[Start of Attachment]
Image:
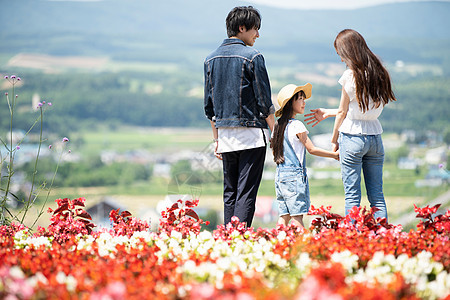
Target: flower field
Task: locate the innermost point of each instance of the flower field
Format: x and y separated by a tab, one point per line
356	257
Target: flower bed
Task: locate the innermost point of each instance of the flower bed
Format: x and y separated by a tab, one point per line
356	257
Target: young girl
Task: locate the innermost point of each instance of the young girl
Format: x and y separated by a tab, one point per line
357	131
289	141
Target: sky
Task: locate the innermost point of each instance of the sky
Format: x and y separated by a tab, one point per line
328	4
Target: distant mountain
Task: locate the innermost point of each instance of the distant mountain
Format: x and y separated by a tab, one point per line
[End of Attachment]
### Goal of the exercise
For this task, copy exactly the line with "Target: distant mountain" and the lines that come after it, stopping at the end of the material above.

### Written reply
Target: distant mountain
Task: locate the innermost point of each instance of the distant mountain
Format: x and y separated by a tab, one point per line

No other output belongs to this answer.